Description of the task:
Rewrite the data from the line that has "like x=1133, y=893." through the line that has "x=1147, y=855", keeping every line, and add -52 to both the x and the y value of each answer point coordinate. Leave all other text and numbers unchanged.

::: Task material

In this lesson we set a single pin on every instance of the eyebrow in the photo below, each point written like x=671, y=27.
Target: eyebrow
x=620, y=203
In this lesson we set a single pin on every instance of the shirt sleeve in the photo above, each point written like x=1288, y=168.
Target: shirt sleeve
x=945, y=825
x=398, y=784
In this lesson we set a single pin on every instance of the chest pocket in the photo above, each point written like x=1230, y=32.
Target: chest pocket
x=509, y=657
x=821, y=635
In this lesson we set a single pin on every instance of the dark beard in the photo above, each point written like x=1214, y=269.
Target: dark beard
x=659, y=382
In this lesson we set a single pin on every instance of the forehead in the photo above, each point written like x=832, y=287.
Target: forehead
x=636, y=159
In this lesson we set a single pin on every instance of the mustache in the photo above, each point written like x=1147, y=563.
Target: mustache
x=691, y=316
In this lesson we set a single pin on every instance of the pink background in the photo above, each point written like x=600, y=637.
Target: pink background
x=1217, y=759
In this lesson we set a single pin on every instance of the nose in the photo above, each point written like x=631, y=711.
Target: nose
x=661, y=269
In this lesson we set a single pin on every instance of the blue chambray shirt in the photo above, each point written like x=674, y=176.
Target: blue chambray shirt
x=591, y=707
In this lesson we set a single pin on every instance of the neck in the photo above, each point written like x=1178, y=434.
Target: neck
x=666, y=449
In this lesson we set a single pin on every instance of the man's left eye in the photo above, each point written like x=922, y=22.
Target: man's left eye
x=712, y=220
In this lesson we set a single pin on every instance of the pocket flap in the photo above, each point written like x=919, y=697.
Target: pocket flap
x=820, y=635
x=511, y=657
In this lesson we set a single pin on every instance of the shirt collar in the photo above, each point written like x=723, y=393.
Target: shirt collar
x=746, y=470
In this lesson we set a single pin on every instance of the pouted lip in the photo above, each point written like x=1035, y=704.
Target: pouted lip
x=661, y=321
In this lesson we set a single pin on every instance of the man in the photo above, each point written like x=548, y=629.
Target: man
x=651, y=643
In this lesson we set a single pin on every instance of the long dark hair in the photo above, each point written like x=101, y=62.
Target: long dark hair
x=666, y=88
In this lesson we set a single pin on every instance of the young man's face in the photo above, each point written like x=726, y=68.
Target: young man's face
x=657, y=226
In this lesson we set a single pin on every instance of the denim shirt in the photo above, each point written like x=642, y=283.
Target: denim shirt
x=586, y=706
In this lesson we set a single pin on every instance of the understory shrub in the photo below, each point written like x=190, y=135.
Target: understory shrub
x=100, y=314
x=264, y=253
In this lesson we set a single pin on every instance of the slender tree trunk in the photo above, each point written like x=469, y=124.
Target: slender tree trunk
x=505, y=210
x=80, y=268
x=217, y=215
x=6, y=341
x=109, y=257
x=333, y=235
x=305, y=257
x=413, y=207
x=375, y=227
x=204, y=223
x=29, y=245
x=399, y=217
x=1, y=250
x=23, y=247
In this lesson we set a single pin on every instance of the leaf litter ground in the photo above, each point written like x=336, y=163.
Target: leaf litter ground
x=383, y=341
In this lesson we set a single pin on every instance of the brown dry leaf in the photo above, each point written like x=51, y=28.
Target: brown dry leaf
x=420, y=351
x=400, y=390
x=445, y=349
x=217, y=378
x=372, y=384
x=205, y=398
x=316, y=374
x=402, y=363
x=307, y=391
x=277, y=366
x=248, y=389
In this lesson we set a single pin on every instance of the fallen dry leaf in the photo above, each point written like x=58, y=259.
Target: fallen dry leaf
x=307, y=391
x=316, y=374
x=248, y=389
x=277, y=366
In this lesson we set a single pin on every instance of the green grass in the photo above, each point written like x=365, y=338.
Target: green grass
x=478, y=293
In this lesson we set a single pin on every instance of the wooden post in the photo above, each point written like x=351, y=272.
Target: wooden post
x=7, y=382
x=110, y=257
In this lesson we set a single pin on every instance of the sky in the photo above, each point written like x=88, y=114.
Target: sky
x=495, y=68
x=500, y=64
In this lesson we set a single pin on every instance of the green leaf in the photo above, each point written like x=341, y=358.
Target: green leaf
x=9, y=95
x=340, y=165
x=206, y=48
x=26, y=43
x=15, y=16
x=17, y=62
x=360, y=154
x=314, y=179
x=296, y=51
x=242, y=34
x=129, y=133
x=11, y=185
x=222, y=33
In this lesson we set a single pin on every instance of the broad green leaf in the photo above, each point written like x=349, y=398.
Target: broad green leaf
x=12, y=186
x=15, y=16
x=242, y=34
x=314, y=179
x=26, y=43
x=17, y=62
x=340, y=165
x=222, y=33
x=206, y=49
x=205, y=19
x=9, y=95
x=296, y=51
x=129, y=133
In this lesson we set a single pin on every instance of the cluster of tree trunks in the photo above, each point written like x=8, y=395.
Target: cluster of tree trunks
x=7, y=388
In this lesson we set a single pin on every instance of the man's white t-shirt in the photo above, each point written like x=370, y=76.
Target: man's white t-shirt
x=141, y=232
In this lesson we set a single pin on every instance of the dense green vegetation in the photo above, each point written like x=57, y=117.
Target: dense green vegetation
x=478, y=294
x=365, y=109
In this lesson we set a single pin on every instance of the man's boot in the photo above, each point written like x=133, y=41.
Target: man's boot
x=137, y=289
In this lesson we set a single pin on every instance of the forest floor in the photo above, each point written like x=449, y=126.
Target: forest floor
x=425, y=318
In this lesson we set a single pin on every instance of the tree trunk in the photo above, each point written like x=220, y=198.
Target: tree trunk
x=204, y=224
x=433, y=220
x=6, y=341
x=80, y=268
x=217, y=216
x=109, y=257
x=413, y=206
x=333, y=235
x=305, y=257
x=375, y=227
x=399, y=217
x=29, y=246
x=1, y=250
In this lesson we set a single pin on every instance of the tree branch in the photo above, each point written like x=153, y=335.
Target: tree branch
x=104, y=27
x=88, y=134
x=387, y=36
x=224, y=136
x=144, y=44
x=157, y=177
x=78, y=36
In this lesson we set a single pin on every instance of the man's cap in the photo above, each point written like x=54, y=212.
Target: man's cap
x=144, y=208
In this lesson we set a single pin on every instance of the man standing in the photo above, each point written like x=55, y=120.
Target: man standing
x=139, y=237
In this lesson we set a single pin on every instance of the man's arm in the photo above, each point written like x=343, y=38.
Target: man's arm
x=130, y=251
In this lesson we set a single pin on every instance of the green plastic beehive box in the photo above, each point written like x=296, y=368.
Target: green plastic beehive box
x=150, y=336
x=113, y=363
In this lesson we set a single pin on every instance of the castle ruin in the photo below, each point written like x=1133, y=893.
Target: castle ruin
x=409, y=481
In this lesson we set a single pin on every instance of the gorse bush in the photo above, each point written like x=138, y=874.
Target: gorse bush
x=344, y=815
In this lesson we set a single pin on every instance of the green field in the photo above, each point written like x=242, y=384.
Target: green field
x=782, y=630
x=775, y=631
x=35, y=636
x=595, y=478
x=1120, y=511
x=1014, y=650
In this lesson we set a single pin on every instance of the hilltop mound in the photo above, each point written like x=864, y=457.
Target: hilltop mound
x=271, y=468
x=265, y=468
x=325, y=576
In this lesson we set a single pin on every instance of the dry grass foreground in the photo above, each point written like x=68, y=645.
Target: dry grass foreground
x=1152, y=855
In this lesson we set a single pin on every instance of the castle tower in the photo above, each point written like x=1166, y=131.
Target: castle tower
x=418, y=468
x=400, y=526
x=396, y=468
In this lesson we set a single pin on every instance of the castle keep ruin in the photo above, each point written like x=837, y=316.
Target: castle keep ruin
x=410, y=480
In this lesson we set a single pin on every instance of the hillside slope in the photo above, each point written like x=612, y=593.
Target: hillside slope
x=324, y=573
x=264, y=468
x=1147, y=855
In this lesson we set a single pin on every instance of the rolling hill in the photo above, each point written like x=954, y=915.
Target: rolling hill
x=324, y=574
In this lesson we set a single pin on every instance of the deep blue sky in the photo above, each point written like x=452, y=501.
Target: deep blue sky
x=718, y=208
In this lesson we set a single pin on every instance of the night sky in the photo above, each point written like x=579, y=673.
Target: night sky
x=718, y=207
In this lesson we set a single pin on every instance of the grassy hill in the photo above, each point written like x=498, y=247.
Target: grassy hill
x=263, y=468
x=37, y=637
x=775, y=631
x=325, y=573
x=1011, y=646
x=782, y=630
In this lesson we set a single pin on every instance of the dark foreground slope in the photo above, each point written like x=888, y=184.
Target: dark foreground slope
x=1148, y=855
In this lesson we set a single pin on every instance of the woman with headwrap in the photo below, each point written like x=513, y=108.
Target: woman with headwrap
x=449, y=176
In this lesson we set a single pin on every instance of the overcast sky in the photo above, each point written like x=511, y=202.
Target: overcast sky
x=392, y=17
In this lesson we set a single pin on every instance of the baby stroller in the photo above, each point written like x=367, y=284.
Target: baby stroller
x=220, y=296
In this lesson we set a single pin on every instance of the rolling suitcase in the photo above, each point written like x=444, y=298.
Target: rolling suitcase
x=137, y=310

::::::

Task response:
In this lesson we set a single pin on every instance of the castle ruin in the photo below, each point written like x=1133, y=893.
Target: castle ruin
x=357, y=429
In this lesson we set a single pin on every instance of the gorse bush in the photo above, each point written like x=138, y=874.
Target: gorse bush
x=292, y=763
In this lesson we set a single pin on every instance of the green field in the photo above, each point written like x=242, y=384.
Target: green field
x=730, y=578
x=723, y=579
x=-17, y=584
x=543, y=426
x=1068, y=459
x=962, y=598
In this lesson we set a single pin on every instance of the hilltop mound in the photo above, each point written like x=864, y=457.
Target: hilltop mound
x=219, y=416
x=213, y=416
x=273, y=524
In this lesson we set a single pin on every instance of the dry grass foreground in the photo above, each point written like x=68, y=645.
Target: dry grass foreground
x=1100, y=803
In this lesson we set a single pin on every instance of the castle tower in the photo above, each point written like x=1166, y=131.
Target: castle tower
x=366, y=416
x=348, y=474
x=344, y=416
In this lesson we set a single pin on every instance of the castle keep ruin in the photo above, each point written like x=837, y=316.
Target: castle keep ruin
x=358, y=428
In this lesson we set a single pin on every instance of the hillside slope in the photo above, each point written like x=612, y=593.
Target: hillside slope
x=272, y=521
x=212, y=416
x=1095, y=803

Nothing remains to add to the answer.